● Task details
Please work out how many lines below contain the word "flooring", and reply with only that number.

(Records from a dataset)
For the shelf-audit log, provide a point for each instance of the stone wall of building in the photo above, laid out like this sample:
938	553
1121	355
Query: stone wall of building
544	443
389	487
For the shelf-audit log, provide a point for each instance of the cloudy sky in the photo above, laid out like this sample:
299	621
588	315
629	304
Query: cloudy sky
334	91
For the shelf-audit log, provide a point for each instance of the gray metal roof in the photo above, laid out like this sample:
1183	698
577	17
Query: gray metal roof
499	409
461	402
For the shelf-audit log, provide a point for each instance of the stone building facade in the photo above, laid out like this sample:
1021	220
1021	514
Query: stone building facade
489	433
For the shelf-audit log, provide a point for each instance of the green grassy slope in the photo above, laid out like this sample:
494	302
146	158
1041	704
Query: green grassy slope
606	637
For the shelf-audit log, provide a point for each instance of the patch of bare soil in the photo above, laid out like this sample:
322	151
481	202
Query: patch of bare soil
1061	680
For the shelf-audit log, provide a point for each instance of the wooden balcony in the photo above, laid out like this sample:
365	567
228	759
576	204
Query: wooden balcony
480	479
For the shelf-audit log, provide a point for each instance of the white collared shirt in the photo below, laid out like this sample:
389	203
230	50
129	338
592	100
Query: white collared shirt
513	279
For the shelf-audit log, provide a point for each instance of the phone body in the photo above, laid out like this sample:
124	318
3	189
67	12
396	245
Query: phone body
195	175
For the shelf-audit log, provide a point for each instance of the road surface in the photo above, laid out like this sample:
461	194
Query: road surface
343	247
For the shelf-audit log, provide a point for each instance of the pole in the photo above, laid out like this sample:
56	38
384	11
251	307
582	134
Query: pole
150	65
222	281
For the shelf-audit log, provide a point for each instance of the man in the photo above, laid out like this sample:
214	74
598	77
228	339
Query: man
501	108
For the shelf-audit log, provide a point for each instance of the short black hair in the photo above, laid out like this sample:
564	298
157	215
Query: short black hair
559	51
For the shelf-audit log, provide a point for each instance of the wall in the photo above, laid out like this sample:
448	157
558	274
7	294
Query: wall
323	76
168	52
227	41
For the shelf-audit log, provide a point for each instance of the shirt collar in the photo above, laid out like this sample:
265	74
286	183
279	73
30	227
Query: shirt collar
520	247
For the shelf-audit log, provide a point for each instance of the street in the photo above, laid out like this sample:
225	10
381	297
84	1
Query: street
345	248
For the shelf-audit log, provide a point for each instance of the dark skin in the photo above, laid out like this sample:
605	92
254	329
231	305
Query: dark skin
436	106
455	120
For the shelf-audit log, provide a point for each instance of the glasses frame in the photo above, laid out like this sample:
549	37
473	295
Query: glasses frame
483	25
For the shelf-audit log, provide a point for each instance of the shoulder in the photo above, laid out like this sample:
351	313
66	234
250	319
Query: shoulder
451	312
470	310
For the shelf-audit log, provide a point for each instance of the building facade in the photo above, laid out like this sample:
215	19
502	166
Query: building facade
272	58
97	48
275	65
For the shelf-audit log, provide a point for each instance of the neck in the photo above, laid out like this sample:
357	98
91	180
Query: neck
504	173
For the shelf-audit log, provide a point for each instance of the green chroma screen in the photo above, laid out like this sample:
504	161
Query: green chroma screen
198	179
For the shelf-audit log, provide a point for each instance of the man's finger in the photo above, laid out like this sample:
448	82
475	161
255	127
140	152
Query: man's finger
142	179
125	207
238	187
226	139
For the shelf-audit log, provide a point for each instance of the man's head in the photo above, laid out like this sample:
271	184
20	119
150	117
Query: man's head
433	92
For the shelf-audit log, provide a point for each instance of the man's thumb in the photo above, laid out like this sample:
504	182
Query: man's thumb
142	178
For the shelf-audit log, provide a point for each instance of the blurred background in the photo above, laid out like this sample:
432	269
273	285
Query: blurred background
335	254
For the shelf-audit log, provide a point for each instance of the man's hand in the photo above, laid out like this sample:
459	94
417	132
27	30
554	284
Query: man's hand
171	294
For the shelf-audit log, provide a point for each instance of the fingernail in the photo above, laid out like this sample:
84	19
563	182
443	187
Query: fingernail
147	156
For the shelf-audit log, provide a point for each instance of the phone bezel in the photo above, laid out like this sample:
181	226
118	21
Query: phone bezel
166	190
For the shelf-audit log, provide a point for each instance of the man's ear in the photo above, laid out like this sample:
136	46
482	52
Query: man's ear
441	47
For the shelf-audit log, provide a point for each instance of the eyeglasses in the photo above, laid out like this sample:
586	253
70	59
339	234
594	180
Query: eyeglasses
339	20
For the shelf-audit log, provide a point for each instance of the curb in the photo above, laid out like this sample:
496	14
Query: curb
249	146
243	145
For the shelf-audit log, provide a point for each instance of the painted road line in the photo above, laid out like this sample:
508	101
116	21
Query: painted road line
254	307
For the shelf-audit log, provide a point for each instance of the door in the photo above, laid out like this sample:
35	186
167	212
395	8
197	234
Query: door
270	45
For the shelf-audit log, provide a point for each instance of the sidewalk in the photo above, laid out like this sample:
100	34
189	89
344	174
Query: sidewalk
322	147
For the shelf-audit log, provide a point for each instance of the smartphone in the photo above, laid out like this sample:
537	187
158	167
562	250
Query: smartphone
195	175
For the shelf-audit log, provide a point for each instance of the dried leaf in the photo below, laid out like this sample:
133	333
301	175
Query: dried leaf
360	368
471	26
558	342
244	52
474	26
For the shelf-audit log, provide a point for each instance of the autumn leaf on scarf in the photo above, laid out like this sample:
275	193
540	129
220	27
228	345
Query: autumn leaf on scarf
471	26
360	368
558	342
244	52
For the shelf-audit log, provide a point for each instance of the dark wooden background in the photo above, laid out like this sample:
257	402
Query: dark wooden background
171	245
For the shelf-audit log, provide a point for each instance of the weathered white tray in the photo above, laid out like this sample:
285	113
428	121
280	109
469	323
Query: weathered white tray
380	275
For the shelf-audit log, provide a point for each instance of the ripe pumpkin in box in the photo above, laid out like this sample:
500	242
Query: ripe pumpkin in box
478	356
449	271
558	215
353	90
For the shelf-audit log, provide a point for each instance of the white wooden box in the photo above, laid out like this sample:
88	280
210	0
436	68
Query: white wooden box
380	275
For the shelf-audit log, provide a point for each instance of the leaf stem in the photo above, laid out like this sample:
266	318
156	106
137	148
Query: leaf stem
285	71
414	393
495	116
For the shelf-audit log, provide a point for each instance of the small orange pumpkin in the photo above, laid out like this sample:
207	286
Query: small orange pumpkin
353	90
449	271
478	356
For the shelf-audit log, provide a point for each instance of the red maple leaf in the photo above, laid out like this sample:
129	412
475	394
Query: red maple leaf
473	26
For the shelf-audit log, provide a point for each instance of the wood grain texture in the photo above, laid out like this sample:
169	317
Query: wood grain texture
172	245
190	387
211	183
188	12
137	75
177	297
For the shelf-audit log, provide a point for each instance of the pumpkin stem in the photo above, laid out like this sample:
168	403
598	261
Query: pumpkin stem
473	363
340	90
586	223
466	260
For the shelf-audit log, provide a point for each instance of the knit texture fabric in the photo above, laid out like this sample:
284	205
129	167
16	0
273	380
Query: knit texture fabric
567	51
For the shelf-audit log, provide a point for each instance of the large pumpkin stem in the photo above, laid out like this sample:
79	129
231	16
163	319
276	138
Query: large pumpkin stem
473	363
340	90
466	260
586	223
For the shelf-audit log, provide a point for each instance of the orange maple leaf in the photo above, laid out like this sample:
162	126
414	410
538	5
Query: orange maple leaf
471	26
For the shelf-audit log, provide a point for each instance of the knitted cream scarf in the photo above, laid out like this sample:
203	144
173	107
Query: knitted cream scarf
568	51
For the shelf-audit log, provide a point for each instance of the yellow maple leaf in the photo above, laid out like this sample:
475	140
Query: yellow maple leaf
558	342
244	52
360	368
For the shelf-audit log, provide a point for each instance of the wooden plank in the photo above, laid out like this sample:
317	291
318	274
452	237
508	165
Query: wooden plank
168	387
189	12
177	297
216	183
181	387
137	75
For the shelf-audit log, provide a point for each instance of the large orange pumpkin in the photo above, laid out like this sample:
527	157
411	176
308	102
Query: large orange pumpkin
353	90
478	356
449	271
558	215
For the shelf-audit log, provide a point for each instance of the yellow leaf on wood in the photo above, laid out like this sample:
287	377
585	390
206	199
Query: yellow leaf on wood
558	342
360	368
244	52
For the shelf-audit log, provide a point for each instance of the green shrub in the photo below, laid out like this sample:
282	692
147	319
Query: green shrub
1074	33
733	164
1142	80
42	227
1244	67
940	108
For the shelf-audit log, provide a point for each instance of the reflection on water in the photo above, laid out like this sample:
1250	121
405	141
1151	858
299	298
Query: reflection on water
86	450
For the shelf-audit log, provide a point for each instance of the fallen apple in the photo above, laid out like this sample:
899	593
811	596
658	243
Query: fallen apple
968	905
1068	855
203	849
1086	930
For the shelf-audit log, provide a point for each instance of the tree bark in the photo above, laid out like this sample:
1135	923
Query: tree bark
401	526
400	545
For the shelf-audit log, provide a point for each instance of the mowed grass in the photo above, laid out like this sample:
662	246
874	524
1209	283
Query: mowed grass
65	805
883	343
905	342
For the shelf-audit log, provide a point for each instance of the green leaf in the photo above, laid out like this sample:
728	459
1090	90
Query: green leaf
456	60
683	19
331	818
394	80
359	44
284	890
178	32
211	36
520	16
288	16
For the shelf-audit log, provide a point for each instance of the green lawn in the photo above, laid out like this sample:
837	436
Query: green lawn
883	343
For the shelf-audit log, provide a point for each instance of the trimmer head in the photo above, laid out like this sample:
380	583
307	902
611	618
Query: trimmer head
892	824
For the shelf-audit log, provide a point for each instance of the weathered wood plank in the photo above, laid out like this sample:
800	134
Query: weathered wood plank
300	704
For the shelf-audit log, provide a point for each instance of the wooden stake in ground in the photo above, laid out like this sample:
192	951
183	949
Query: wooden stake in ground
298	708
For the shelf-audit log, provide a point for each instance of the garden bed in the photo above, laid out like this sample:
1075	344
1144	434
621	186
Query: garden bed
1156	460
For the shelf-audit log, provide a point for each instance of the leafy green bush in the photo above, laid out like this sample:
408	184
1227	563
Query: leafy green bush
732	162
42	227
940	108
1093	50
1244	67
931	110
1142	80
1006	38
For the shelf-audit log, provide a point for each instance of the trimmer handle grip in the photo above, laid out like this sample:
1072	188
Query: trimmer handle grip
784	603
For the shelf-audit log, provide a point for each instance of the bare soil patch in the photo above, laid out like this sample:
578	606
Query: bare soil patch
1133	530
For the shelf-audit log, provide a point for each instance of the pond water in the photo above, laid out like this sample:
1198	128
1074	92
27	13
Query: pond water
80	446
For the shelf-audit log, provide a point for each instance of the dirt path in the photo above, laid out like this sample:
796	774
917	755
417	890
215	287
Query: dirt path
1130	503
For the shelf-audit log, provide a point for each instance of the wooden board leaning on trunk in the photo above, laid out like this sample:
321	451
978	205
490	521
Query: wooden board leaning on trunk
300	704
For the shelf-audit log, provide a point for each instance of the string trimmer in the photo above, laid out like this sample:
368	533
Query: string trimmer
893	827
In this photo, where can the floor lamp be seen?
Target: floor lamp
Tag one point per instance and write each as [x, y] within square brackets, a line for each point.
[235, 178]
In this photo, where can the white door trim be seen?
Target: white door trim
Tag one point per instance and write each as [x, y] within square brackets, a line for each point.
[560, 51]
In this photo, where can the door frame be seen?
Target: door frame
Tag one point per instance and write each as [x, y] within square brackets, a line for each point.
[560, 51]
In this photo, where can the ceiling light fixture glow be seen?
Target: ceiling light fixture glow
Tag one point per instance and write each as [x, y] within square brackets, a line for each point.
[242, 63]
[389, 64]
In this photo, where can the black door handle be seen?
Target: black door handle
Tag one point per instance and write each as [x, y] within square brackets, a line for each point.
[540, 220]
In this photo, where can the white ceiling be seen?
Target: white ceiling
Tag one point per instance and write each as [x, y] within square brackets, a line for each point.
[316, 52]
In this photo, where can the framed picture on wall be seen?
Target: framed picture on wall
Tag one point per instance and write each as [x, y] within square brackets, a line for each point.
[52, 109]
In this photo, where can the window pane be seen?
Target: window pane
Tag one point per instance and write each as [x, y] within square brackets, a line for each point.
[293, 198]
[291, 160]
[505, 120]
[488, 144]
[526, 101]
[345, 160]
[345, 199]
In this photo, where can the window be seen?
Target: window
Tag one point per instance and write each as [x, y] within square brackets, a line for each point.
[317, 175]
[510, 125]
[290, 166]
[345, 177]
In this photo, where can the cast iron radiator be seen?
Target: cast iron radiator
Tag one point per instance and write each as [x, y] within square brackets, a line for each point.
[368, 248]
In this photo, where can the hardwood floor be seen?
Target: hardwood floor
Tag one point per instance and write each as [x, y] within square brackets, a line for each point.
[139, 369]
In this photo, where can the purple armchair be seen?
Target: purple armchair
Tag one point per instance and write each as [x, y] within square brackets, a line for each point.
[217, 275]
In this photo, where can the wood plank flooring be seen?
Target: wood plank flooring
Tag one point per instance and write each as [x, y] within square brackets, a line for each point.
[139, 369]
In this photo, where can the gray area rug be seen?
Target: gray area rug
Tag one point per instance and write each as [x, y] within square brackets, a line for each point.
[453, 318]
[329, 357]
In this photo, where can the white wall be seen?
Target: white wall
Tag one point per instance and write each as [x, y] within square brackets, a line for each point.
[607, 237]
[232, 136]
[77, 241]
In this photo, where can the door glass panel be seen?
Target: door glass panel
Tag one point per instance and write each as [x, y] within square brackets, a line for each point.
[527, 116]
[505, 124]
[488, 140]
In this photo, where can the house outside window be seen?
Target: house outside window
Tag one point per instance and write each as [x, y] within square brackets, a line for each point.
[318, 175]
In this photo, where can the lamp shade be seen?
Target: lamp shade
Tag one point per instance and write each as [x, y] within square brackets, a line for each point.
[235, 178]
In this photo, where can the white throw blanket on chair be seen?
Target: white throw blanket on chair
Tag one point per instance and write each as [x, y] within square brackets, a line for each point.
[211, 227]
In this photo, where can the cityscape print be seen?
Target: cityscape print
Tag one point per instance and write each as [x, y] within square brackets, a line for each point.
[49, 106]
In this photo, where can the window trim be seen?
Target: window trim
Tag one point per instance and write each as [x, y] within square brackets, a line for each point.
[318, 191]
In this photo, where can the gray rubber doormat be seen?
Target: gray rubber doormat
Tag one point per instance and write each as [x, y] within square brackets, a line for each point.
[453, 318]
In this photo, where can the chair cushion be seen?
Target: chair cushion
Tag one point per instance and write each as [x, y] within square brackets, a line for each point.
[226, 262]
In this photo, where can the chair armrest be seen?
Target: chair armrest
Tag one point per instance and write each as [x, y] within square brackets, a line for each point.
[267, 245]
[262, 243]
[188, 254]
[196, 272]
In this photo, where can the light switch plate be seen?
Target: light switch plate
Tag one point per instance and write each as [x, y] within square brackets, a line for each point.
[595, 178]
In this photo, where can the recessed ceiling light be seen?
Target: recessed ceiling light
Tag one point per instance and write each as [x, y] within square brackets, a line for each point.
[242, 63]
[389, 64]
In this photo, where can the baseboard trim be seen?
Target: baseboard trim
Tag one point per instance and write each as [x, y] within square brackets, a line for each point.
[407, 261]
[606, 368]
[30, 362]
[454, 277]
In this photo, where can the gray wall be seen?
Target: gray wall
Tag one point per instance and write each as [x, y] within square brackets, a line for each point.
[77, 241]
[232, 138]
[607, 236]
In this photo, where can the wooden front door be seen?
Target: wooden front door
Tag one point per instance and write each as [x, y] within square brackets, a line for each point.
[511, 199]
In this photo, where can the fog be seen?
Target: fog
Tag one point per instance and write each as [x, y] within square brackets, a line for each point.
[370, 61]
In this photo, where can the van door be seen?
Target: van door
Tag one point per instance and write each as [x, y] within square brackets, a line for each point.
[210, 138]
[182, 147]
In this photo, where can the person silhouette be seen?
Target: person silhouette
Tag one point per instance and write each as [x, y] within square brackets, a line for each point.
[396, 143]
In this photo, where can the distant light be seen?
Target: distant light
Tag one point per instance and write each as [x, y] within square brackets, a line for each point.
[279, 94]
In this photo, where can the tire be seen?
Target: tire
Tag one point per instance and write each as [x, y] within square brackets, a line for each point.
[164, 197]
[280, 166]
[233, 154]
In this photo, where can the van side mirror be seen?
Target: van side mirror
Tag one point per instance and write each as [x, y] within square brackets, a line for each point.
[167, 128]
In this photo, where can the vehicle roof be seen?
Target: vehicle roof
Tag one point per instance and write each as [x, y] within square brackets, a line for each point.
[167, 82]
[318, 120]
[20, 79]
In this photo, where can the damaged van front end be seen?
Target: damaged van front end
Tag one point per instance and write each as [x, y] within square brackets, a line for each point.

● Response box
2